[start of DOCUMENT PASSAGE]

If a caller passes an id captured before a bnxt_clear_crypto() epoch
bump, set_bit() will mark a currently in-use slot as free, and a
subsequent bnxt_alloc_one_kctx() can hand the same hardware KID to a
second kTLS connection — which for AES-GCM means (key, nonce) reuse.

The single in-tree consumer (introduced later in the series) does call
bnxt_kid_valid() before bnxt_free_one_kctx(), so this is not currently
reachable, but would a defensive epoch check inside this function close
the API hazard?

> +
> +#define BNXT_KCTX_ALLOC_RETRY_MAX	3
> +
> +int bnxt_key_ctx_alloc_one(struct bnxt *bp, struct bnxt_kctx *kctx, u8 kind,
> +			   u32 *id)

[end of DOCUMENT PASSAGE]
[start of DATA EXTRACT]

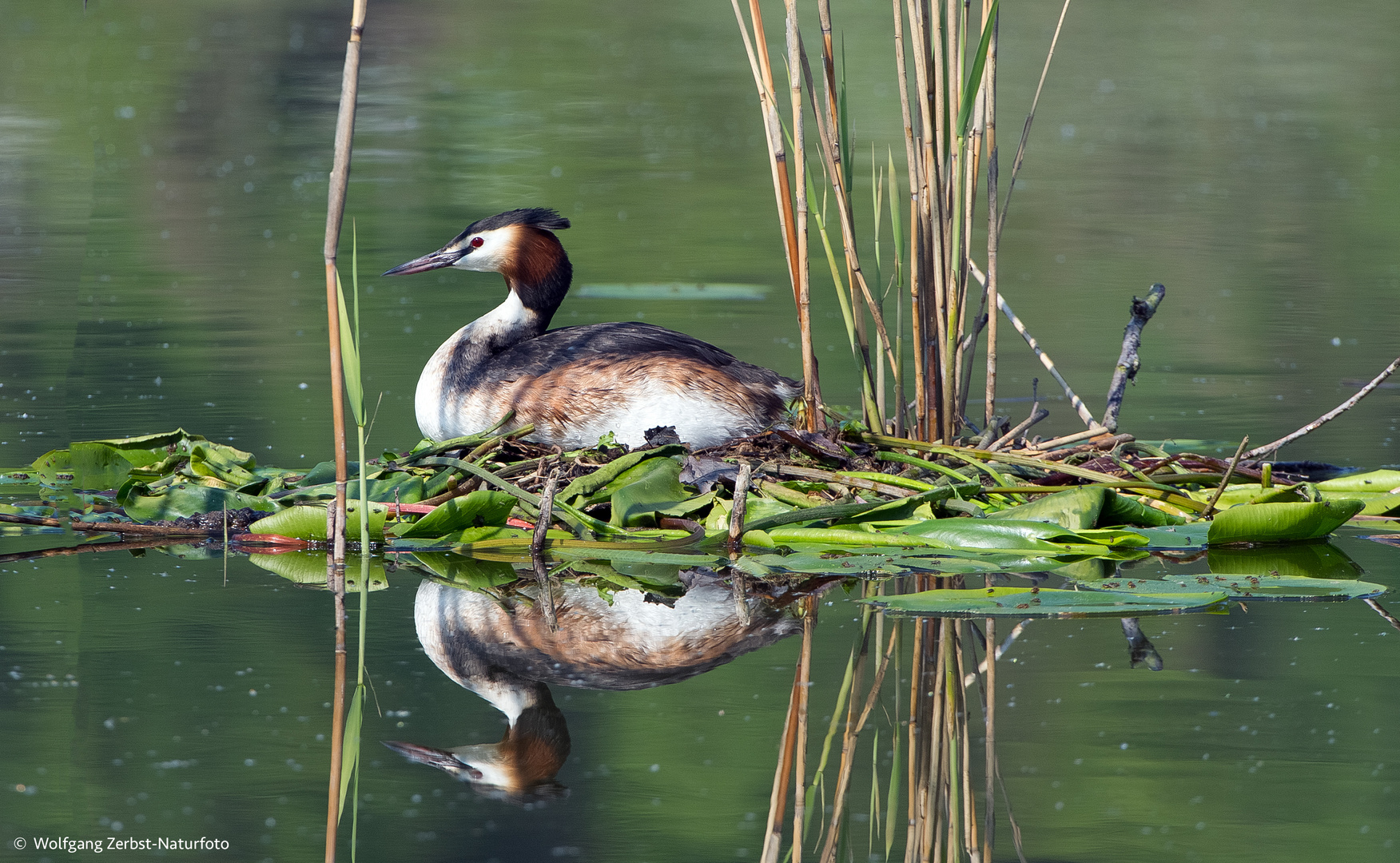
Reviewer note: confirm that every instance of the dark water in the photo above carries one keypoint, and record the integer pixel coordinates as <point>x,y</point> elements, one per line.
<point>163,177</point>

[end of DATA EXTRACT]

| TASK DETAILS |
Carry on the review of the bnxt key-context allocation patch from the point where it ends.

| OUTPUT FOR THIS EXERCISE |
> +{
> +	int rc, retry = 0;
> +
> +	while (retry++ < BNXT_KCTX_ALLOC_RETRY_MAX) {
> +		rc = bnxt_alloc_one_kctx(kctx, kind, id);
> +		if (!rc)
> +			return 0;
> +
> +		if ((kctx->total_alloc + BNXT_KID_BATCH_SIZE) > kctx->max_ctx)
> +			return -ENOSPC;
> +
> +		if (!BNXT_KCTX_ALLOC_OK(kctx)) {
> +			wait_event(kctx->alloc_pending_wq,
> +				   BNXT_KCTX_ALLOC_OK(kctx));
> +			continue;
> +		}
> +		rc = bnxt_hwrm_key_ctx_alloc(bp, kctx, kind,
> +					     BNXT_KID_BATCH_SIZE, id);
> +		if (!rc)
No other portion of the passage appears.